■ WRITTEN EXERCISE
Put every line of the records below into a numbered list, leaving out any blank lines.

****

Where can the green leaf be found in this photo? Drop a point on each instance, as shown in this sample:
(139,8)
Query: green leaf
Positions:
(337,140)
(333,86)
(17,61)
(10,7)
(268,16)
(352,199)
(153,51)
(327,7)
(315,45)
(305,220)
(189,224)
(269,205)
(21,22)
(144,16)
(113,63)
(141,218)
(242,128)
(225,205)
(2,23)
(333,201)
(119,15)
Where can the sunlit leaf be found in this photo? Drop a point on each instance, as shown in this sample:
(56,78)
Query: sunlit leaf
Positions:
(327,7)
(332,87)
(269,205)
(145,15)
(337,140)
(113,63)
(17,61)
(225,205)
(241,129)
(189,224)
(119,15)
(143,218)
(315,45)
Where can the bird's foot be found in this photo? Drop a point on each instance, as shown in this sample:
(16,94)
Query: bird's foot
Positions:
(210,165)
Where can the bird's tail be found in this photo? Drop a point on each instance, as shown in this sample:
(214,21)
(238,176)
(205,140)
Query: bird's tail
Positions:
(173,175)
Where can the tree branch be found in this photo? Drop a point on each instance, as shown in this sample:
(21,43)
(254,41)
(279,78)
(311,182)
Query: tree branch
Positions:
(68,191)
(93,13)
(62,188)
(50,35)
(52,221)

****

■ OUTPUT FOR THIS EXERCISE
1. Where can the green leaf be found in this photo? Drop a point on each instance, as shown in this sample:
2. (139,8)
3. Query: green leaf
4. Positions:
5. (337,140)
6. (333,86)
7. (17,61)
8. (10,7)
9. (268,16)
10. (352,199)
11. (153,51)
12. (327,7)
13. (315,45)
14. (305,220)
15. (189,224)
16. (269,205)
17. (21,22)
18. (144,16)
19. (113,63)
20. (141,218)
21. (242,128)
22. (225,205)
23. (2,23)
24. (333,201)
25. (119,15)
26. Where can the sunlit leaf be found in this photo? Drop a point on each instance, as shown in this sample:
27. (56,78)
28. Query: sunlit leaf
29. Positions:
30. (327,7)
31. (332,87)
32. (269,205)
33. (145,15)
34. (337,140)
35. (113,63)
36. (17,61)
37. (225,205)
38. (241,129)
39. (189,224)
40. (119,15)
41. (143,218)
42. (315,45)
43. Where can the bird's foot be found in this photo? Drop a point on each instance, as shown in this sample:
44. (16,94)
45. Query: bird's foot
46. Positions:
47. (210,165)
48. Where can the bird's tail be found in this photo? Drop a point on each instance, as shown in this sample:
49. (214,21)
50. (238,176)
51. (205,140)
52. Query: bird's tail
53. Positions:
54. (173,175)
55. Where can the tree branch be found in this photo? Drop a point on each instance, as shown in this sample:
56. (21,43)
57. (254,41)
58. (279,78)
59. (311,182)
60. Query: tree branch
61. Positions:
62. (68,191)
63. (93,13)
64. (62,188)
65. (50,35)
66. (52,221)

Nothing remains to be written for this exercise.